Instructions to follow =
Copy out every line of these items with no changes.

Excerpts from a detection dataset:
# # # # # # #

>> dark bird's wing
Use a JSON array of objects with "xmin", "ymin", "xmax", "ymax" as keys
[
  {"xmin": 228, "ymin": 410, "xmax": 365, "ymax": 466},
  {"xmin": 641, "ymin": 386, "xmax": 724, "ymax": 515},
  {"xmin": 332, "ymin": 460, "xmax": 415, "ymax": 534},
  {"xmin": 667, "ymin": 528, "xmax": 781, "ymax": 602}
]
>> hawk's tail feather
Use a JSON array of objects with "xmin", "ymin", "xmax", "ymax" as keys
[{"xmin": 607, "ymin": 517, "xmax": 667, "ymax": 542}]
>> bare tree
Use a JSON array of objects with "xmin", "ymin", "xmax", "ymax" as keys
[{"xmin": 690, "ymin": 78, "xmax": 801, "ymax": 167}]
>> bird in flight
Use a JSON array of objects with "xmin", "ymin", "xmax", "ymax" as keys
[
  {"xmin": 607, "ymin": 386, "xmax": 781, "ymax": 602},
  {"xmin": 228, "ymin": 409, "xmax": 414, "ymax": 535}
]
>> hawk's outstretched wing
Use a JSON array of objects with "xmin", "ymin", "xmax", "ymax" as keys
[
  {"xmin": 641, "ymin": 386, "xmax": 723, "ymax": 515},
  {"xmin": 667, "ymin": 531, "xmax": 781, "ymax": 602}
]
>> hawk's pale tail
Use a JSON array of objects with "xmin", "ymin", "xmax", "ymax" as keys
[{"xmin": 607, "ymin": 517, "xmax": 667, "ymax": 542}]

# # # # # # #

Final result =
>> dark bird's wing
Use a JSON array of objects with "xmin", "ymin", "xmax", "ymax" as keys
[
  {"xmin": 228, "ymin": 410, "xmax": 365, "ymax": 466},
  {"xmin": 641, "ymin": 386, "xmax": 724, "ymax": 515},
  {"xmin": 332, "ymin": 460, "xmax": 415, "ymax": 534},
  {"xmin": 667, "ymin": 528, "xmax": 781, "ymax": 602}
]
>> hawk's tail feather
Use a JSON array of objects with "xmin", "ymin", "xmax", "ymax" as keys
[{"xmin": 607, "ymin": 517, "xmax": 667, "ymax": 542}]
>> bare tree
Use a JSON array of objects with "xmin", "ymin", "xmax", "ymax" as keys
[{"xmin": 690, "ymin": 78, "xmax": 801, "ymax": 167}]
>> bird in flight
Use a JSON array of objects with "xmin", "ymin", "xmax", "ymax" as keys
[
  {"xmin": 607, "ymin": 386, "xmax": 781, "ymax": 602},
  {"xmin": 228, "ymin": 409, "xmax": 414, "ymax": 535}
]
>> hawk's outstretched wing
Use a JSON array of objects with "xmin", "ymin", "xmax", "ymax" as keys
[
  {"xmin": 641, "ymin": 386, "xmax": 723, "ymax": 515},
  {"xmin": 667, "ymin": 531, "xmax": 781, "ymax": 602}
]
>> hawk's pale tail
Use a JSON array of objects with "xmin", "ymin", "xmax", "ymax" as keys
[{"xmin": 607, "ymin": 517, "xmax": 667, "ymax": 542}]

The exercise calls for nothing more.